== DOCUMENT EXTRACT ==

The Thunderclap operation, as it was called, was openly “terroristic.” Harris wanted to flatten “two and a half cities a month” until there were none left. He saw no distinction between the Nazis and three centuries of European culture still resplendent in the great cities of Germany. He appeared to believe that destroying what was ineffably beautiful would break the morale of a people he saw as evil. That the breaking of morale might, in ravaged Germany, be politically ineffective was too subtle a point for him. He was not above the thought that he was destroying a culture still respected by his more effete Whitehall opponents. His much quoted motto was that “bombing anything in Germany is better than bombing nothing.”
The Dresden raid was part of a final destructive frenzy by an insubordinate commander, unleashed by Churchill to bring a gift to Stalin at Yalta. Even then Stalin would have been content with the bombing of supply lines and oil depots ahead of this advancing army. When he did a “Dresden” on Warsaw he at least warned the population to leave first.

===
== DATA EXTRACT ==

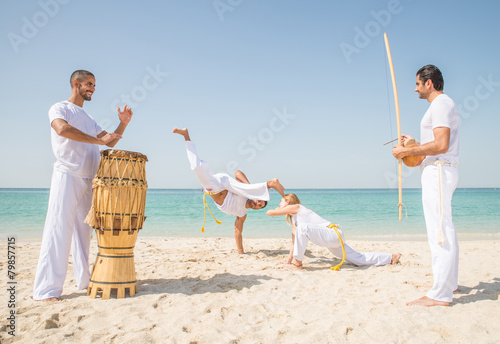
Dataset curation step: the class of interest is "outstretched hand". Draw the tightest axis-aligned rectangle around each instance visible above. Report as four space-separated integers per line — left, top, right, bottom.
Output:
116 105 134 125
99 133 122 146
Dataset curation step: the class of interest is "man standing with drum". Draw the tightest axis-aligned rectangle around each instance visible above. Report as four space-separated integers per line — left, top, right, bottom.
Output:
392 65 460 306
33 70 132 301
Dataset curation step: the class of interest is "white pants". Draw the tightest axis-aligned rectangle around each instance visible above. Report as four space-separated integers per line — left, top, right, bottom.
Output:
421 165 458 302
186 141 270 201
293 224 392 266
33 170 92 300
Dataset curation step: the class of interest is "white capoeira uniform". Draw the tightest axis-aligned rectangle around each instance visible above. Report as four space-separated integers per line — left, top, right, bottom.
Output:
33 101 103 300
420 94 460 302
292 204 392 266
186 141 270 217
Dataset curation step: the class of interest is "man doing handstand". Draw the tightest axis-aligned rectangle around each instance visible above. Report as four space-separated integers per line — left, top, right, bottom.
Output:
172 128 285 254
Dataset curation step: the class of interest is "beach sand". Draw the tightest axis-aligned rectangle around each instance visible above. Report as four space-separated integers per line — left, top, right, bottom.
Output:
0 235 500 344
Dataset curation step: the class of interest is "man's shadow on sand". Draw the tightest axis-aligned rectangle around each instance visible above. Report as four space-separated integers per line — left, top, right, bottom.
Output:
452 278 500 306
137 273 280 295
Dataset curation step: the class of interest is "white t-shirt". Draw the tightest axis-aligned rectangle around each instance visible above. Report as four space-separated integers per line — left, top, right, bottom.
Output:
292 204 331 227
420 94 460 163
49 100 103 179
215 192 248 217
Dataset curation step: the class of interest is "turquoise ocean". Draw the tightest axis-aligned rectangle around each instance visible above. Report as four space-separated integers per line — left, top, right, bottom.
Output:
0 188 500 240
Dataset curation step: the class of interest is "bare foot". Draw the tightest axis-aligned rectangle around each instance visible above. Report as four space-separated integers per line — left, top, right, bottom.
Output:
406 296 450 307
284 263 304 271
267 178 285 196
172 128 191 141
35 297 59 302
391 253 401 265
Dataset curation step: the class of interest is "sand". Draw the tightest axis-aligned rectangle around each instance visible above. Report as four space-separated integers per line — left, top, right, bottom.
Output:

===
== DATA EXTRACT ==

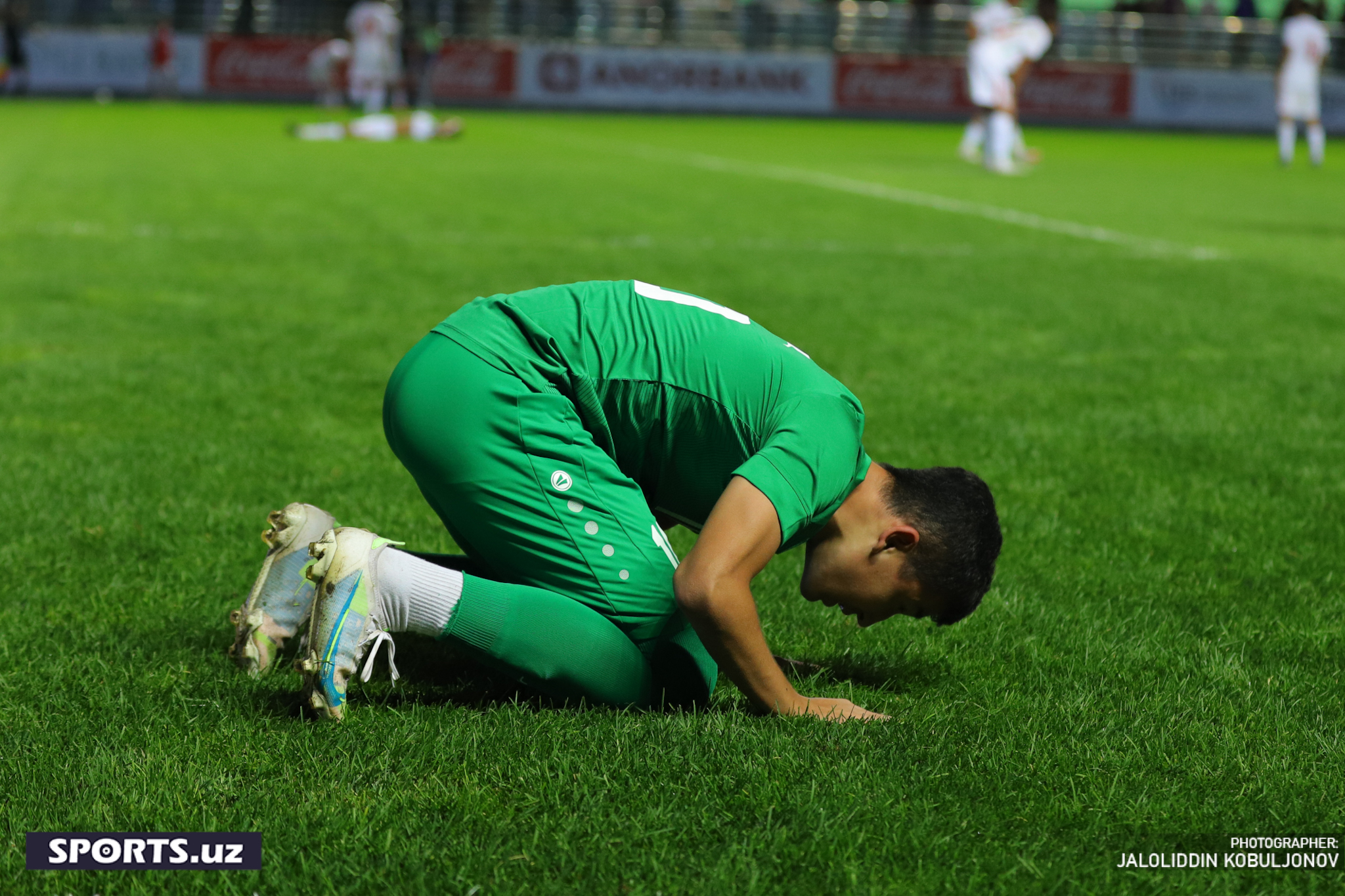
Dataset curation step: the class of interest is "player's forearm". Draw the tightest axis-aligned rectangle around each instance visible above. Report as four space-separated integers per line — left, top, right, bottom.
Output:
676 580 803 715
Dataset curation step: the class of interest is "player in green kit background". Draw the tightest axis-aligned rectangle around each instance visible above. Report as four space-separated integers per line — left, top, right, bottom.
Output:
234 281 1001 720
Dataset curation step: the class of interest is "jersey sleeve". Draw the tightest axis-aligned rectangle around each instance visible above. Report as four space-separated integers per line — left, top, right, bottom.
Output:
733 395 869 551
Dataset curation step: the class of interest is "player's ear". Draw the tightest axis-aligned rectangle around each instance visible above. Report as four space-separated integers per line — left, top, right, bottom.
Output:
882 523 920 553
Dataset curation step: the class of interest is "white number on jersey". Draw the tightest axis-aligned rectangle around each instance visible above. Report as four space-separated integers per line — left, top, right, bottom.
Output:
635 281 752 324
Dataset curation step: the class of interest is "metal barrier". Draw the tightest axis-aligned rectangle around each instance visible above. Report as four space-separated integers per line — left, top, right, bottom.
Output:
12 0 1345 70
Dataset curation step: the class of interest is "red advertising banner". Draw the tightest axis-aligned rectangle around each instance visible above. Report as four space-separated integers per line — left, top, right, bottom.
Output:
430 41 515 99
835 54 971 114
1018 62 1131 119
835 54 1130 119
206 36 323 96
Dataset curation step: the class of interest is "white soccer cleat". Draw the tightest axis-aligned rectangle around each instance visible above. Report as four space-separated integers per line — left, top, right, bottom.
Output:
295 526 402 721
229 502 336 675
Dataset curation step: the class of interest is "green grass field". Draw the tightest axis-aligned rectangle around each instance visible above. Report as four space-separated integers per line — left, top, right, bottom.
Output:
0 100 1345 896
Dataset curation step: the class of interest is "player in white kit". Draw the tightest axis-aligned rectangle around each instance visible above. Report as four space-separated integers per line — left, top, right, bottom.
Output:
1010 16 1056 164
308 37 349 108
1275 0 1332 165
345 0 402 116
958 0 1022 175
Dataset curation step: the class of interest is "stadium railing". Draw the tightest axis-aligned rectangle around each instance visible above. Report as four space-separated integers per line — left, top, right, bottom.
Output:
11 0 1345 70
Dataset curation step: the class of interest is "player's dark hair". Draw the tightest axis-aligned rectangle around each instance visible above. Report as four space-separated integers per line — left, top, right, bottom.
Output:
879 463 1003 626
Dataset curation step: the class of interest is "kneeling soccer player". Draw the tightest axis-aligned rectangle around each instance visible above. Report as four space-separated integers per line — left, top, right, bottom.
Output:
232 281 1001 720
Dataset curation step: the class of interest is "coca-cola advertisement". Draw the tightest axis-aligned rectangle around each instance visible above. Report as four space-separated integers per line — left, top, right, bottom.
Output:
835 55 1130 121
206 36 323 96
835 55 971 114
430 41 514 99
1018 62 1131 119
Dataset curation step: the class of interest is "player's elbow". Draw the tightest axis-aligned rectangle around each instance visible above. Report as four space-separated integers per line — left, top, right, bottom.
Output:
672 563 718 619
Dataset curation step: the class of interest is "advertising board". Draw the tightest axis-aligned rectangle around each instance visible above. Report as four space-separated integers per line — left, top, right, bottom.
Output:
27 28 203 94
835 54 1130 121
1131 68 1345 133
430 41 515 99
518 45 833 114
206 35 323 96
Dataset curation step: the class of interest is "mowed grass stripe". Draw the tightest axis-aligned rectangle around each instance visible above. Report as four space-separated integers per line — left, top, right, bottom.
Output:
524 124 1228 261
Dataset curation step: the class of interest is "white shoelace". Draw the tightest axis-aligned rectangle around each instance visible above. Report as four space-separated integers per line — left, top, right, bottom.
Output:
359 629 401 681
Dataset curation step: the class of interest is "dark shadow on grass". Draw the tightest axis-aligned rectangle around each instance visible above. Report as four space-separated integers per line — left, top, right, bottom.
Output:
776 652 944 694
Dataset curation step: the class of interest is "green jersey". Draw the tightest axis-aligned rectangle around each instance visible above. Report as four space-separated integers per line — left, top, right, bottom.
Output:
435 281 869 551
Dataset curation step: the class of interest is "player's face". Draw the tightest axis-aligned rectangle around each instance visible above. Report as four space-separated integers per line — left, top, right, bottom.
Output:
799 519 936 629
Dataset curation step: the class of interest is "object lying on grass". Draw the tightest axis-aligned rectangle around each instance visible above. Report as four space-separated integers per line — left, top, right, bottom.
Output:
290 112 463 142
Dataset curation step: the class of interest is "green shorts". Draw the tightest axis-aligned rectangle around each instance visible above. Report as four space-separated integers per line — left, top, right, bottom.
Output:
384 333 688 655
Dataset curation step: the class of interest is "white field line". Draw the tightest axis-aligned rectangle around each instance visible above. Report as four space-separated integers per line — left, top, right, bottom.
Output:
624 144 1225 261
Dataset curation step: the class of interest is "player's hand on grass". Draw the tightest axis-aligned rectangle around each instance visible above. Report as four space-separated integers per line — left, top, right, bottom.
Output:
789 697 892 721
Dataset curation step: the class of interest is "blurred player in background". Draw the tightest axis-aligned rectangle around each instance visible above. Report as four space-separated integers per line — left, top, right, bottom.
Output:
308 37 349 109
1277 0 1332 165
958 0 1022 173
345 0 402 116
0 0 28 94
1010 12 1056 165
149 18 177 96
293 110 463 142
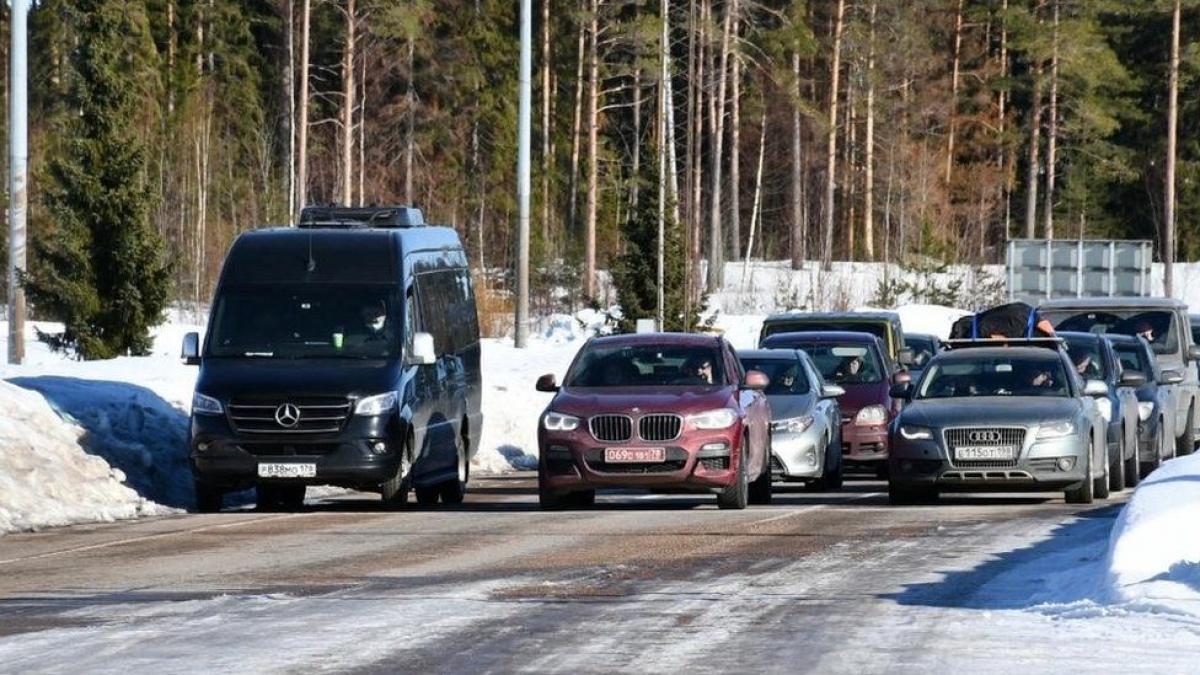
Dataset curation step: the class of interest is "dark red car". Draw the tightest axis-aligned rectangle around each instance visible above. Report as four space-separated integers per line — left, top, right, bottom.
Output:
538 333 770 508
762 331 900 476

===

*SHORT PROBLEM*:
In the passage on the Thunderclap bombing operation, what did Harris appear to believe that destroying the beautiful cities of Germany would achieve? Answer in one to three sentences.

*SOLUTION*:
Harris appeared to believe that destroying what was ineffably beautiful would break the morale of the German people, whom he saw as evil.